Kısa soru 1: Vicdani ret etkinliğini anlatan metne göre 14 Mayıs Cumartesi günkü oturumlar hangi salonda yapıldı?

14-15 Mayıs tarihlerinde, “Amed’in Garnizon Kent Olmasına İzin Vermeyeceğiz” başlığıyla, Vicdani Ret Derneği ve Tahir Elçi Kent Ormanı Koordinasyonu olarak düzenlediğimiz iki günlük etkinlik bugün(15 Mayıs Pazar) son buldu.
14 Mayıs Cumartesi günü Sümerpark Resepsiyon Salonu’unda gerçekleştirilen oturumlarda, vicdani ret hareketinden savaş karşıtı mücadeleye ve savaş altındaki kentlerin militarizasyonuna kadar birçok başlık tartışıldı. İlk oturumda söz alan Vicdani Ret Derneği Eşbaşkanı Merve Arkun, vicdani ret mücadelesinin savaş karşıtı hareket içerisindeki pozisyonuna; Vicdani Ret Derneği Avukatı Davut Erkan, vicdani reddin hukuksal boyutuna; Vicdani Ret Derneği üyesi Oğuz Sönmez ise vicdani ret hareketinin tarihçesine değindi. Patika Ekoloji Kolektifi’nden Ahmet Özgür Erdoğan da yaptığı sunumla bir savaş stratejisi olan ekolojik yıkımlardan bahsetti.
Aynı gün gerçekleştirilen ikinci oturumda ise Diyarbakır Büyükşehir Belediyesi İmar ve Şehircilik Daire Başkanı Murat Alökmen bir konuşma gerçekleştirerek, Tahir Elçi Kent Ormanı’nın hukuksal sürecine dair güncel bilgilendirmeler yaptı. Mezopotamya Ekoloji Hareketi adına konuşan Nihat Kıratlı da, bölgede sürmekte olan ekolojik yıkımlara değindi. İki günlük programın ilk günü olan 14 Mayıs, savaşa ve ekolojik yıkımlara karşı ortak mücadele hattının tartışıldığı forum ile sonlandı.

Kısa soru 2: Aşağıdaki listenin bütün satırlarını, her satır için bir dize olacak şekilde JSON dizisi olarak düzenle ve boş satırları atla. Resimleri cevaba katma.

İşlenecek malzeme:

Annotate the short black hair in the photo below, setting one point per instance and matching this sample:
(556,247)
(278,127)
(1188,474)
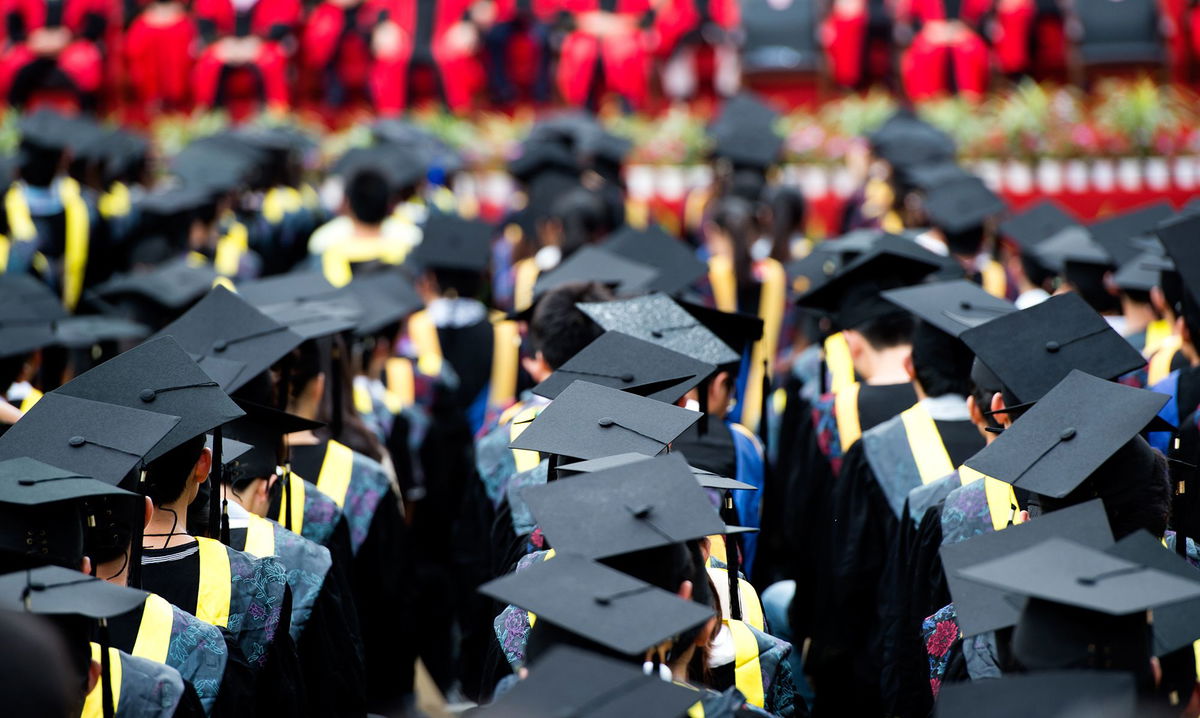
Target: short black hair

Yazılı cevap 1: Sümerpark Resepsiyon Salonu'nda.

Yazılı cevap 2:
[
  "Annotate the short black hair in the photo below, setting one point per instance and matching this sample:",
  "(556,247)",
  "(278,127)",
  "(1188,474)",
  "Target: short black hair"
]